* [TASK TO CARRY OUT]
The news item on the Eurostar rail unions says that Eurostar, at its peak, took how many short haul planes out of the sky?

* [PASSAGE SHOWN]
NEWS.CATEGORY: Industrial
Rail unions join forces over Eurostar future
Leaders of three rail unions have spoken out about their concerns over the future of Eurostar – launching a petition calling for government support.
At an online public meeting on Wednesday, the General Secretaries of Aslef, RMT and TSSA each reaffirmed their commitment to preserving Britain's vital green link to continental Europe. They were backed by Eurostar staff, Friends of the Earth and think tank IPPR.
In May, Eurostar reached a deal with its backers having come under great financial pressure due to the pandemic. The cross-Channel operator has been running just a handful of services a day with staff among the first in the country to go on furlough.
However, the situation at Eurostar remains uncertain in the long term, with the UK government reluctant to support the service and the 70 per cent of Eurostar staff based in the UK. The Eurostar international rail service is the UK’s greenest form of travel to Europe, at its peak taking 60,000 short haul planes out of the sky.
Speaking at the meeting:
Mick Whelan, General Secretary, Aslef said:
"The first battle is to protect the jobs, to protect the future of Eurostar, to make the green case, to make the financial case and to make the long-term case for why it’s the right thing to do. Then it’s to make the case for how it fits into our connectivity to the rest of the world. How other countries are looking into doing their longer train journeys, so we introduce sleeper journeys rather than flights and tax those flights."

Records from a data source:
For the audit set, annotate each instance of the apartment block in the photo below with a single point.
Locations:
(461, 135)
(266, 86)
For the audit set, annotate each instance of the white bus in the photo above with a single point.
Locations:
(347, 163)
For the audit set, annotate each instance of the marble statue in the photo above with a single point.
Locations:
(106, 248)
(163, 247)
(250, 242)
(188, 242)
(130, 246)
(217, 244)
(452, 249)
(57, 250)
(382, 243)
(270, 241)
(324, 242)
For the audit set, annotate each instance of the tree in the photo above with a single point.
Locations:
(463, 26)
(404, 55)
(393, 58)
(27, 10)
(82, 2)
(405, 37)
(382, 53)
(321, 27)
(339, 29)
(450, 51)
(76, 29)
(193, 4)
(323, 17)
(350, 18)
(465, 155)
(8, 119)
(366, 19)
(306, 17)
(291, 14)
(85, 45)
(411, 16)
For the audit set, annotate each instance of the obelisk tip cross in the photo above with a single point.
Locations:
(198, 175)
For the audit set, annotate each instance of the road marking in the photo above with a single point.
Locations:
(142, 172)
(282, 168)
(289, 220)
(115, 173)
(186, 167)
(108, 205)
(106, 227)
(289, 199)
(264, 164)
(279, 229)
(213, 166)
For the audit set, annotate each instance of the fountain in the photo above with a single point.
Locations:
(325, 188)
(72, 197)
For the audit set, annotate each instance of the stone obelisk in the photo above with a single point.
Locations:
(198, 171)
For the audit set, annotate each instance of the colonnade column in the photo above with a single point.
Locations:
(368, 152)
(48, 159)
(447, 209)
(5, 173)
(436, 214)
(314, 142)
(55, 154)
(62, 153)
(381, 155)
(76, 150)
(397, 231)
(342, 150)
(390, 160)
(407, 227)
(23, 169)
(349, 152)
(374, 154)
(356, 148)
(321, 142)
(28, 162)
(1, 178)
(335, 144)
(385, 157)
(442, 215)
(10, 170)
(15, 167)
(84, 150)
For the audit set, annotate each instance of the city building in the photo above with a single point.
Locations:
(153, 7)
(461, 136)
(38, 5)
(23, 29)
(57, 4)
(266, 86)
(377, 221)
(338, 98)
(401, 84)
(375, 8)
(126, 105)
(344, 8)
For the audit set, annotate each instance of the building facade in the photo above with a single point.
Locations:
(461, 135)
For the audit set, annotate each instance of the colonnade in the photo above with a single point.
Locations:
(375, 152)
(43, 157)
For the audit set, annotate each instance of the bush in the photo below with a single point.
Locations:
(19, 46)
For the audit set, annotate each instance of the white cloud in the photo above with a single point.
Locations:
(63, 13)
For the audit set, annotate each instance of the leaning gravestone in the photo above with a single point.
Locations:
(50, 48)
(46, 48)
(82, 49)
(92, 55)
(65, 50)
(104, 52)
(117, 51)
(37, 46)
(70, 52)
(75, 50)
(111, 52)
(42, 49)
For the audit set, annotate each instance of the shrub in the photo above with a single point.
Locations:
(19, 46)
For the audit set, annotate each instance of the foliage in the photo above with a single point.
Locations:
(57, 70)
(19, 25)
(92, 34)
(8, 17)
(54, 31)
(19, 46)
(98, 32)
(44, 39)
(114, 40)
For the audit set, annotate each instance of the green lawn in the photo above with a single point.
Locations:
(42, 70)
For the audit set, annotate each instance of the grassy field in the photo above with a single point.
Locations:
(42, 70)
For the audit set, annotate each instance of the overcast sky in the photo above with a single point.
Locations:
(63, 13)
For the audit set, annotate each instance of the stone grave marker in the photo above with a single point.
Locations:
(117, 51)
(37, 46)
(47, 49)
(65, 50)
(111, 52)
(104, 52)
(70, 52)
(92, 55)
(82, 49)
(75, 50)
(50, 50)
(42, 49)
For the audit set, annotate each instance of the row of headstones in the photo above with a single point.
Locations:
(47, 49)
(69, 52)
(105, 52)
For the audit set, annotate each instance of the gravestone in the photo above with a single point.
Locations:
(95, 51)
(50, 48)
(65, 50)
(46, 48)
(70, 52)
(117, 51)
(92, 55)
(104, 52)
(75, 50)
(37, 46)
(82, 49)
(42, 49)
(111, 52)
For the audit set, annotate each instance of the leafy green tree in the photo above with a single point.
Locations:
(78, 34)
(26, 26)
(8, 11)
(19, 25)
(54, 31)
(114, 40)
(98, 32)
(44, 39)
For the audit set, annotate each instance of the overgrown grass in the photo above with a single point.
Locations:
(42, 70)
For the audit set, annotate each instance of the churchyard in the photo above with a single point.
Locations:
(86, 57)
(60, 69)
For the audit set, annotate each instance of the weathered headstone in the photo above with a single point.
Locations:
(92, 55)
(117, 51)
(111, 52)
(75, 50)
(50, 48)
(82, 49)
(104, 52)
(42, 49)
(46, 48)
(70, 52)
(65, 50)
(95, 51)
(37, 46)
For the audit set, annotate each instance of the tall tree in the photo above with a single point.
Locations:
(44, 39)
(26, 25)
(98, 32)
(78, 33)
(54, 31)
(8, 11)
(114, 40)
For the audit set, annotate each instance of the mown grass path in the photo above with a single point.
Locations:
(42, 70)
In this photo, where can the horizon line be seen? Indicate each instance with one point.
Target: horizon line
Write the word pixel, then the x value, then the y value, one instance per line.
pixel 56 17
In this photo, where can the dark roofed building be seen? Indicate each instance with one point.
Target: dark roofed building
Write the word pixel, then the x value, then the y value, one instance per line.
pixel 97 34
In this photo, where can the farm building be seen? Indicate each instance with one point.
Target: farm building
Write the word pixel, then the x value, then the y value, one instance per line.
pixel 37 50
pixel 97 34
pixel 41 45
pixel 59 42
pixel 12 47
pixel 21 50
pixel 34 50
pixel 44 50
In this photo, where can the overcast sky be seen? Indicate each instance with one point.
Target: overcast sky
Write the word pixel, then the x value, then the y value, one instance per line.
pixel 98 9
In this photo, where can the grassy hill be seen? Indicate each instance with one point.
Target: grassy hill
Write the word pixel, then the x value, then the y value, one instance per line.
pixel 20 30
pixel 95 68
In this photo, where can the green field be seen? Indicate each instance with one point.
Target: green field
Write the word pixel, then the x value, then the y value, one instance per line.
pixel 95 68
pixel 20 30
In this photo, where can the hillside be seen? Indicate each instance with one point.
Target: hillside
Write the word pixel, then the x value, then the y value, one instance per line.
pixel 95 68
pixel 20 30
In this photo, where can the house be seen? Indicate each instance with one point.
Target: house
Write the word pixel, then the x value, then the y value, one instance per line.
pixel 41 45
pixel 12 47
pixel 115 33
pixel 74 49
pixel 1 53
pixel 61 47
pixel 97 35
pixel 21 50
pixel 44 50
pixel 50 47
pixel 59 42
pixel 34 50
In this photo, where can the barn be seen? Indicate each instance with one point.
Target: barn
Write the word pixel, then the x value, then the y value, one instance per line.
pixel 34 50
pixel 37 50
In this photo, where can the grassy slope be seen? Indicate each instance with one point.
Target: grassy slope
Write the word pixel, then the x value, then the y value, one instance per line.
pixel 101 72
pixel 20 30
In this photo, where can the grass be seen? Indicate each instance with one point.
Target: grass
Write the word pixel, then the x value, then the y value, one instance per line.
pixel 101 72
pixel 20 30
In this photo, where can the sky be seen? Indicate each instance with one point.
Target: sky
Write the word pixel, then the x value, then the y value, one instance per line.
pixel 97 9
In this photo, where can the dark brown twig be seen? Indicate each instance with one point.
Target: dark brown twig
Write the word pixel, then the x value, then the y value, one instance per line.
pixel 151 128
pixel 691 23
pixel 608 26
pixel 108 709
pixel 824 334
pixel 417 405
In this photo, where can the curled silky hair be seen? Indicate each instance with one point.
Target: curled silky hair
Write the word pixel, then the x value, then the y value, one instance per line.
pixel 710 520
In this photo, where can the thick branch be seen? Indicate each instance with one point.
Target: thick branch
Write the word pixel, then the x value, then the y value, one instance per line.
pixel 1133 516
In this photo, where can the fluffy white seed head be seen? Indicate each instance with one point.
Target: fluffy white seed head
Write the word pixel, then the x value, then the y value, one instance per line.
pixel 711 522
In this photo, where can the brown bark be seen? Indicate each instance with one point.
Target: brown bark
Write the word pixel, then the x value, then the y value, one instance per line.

* [SOLUTION TO THIS EXERCISE]
60,000 short haul planes.